---- EXCERPT PROVIDED

Said wrote many books, essays and articles; in most of them he criticizes how the superpower countries exploit the third world countries. Further, he wrote many works defending the Palestinian situation and how his people over night became homeless. In his book After the Last Sky: Palestinian Lives. With photographs by Jean Mohr (1986) Said portrayed the life and identity of Palestinians and how they ended up in exile and diaspora. Said also wrote Culture and Imperialism (1993) where he again criticized the Western imperialism and its endeavor to colonize the other less powerful countries. Further, Said wrote Out of Place: A Memoir (1999) is another book in which he recalled the lost and forgotten world of his and whoever experience this situation.

Said is well known, academically, to involve most of his writings in historical criticism that aims to locate the works of Western literature in the context of its empire. His works exceed the disciplinary boundaries in fields that is outside of his professional expertise. On the other hand, which is outside the academic field, Said was active in many of his writings ( e.g The Question of Palestine (1979), After the Last Sky: Palestinian Lives. With photographs by Jean Mohr (1986) and Peace and Its Discontents (1995), etc.) for the sake of his home country (Palestine) who was defending his oppressed people by the colonial powers.

Orientalism (1978)

Orientalism is a term that is employed by European and American scholars in reference to the study of Asia and its people. Particularly, in the fields of postcolonial and Asian American studies, the term primarily refers to constructions of the East by the West during colonialist expansion, emphasizing their influence on and participation in the imperialist project as well as on similar later constructions.

According to Said, Orientalism has several interdependent meanings, including an academic one, “Anyone who teaches, writes about, or researches the Orient—and this applies whether the person is an anthropologist, sociologist, historian, or philologist—either in its specific or its general aspects, is an Orientalist, and what he or she does is Orientalism” and a more general one, “style of thought based upon an ontological and epistemological distinction made between ‘the Orient’ and (most of the time) ‘the Occident’” (Said, 2-3). To Said Orientalism is a ‘style of thought’, by which he indicates that this “ontological and epistemological distinction” between Orient and Occident, specifically the East and West, can be studied more widely than just in an academic specialty. Lastly, an institutional one, “a Western style for dominating, restructuring, and having authority over the Orient” (3). Said explores the implications and consequences of each aspect of Orientalism in his text.

--------
---- ENTRIES

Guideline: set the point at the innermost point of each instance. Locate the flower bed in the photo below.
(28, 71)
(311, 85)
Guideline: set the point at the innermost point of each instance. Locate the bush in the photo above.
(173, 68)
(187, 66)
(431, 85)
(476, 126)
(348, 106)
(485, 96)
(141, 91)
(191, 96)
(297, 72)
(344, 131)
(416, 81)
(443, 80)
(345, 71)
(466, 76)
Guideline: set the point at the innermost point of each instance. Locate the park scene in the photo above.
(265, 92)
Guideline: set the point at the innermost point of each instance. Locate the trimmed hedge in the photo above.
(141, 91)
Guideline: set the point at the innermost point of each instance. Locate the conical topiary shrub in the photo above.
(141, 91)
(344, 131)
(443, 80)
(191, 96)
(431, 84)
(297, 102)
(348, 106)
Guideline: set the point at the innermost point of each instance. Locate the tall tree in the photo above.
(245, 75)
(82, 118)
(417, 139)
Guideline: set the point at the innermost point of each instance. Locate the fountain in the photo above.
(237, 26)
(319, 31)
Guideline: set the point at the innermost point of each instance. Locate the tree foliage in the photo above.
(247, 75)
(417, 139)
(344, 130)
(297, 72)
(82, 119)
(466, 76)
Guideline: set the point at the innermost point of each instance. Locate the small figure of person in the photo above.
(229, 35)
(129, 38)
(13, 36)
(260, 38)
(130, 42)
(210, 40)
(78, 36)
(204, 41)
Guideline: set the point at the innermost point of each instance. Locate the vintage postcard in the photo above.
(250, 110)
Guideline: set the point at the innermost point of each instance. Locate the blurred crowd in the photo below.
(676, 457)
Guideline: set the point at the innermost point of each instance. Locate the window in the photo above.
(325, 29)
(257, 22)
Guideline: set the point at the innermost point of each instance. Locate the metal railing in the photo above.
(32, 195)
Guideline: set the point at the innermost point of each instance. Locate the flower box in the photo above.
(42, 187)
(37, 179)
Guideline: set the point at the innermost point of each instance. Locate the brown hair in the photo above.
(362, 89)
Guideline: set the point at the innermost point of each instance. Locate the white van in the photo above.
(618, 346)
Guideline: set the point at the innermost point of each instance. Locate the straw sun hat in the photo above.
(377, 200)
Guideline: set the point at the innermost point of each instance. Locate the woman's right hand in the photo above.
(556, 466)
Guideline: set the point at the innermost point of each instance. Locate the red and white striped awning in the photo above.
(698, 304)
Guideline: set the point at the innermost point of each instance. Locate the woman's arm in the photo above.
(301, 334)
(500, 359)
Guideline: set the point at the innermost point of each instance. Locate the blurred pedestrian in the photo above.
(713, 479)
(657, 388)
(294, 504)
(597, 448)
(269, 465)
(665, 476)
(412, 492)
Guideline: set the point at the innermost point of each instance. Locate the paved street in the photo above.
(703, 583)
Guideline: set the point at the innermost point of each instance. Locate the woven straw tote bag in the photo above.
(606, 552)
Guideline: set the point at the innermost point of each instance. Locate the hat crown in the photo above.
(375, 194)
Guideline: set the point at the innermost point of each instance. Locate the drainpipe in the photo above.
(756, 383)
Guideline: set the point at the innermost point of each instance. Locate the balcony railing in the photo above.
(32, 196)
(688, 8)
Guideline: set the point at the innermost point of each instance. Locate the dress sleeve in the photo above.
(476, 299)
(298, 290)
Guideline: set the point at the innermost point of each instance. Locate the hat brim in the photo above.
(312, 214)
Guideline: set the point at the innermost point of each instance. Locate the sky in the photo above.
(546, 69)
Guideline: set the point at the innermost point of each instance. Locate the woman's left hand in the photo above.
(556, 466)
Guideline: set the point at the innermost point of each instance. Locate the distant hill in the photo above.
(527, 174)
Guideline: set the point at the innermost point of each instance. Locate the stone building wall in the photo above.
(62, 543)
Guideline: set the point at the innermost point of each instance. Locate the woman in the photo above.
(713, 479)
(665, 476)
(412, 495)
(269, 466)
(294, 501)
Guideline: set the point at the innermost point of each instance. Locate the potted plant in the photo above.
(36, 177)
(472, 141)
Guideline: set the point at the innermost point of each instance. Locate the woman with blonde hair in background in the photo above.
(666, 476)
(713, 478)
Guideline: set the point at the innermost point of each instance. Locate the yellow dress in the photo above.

--------

__DIRECTIVES__:
a: Could you update the passage on Said from "Said is well" to "the colonial powers.", changing "home country" to "homeland"?
b: Answer these questions from the passage on Said:
(i) In what year did Said publish Culture and Imperialism?
(ii) Whose photographs appear in After the Last Sky: Palestinian Lives?
(iii) What is the institutional meaning of Orientalism, in Said's words?
The material above is separate from the passage on Said.

__ANSWERS TO EACH TASK__:
a:
Said is well known, academically, to involve most of his writings in historical criticism that aims to locate the works of Western literature in the context of its empire. His works exceed the disciplinary boundaries in fields that is outside of his professional expertise. On the other hand, which is outside the academic field, Said was active in many of his writings ( e.g The Question of Palestine (1979), After the Last Sky: Palestinian Lives. With photographs by Jean Mohr (1986) and Peace and Its Discontents (1995), etc.) for the sake of his homeland (Palestine) who was defending his oppressed people by the colonial powers.

b:
(i) 1993
(ii) Jean Mohr's
(iii) "a Western style for dominating, restructuring, and having authority over the Orient"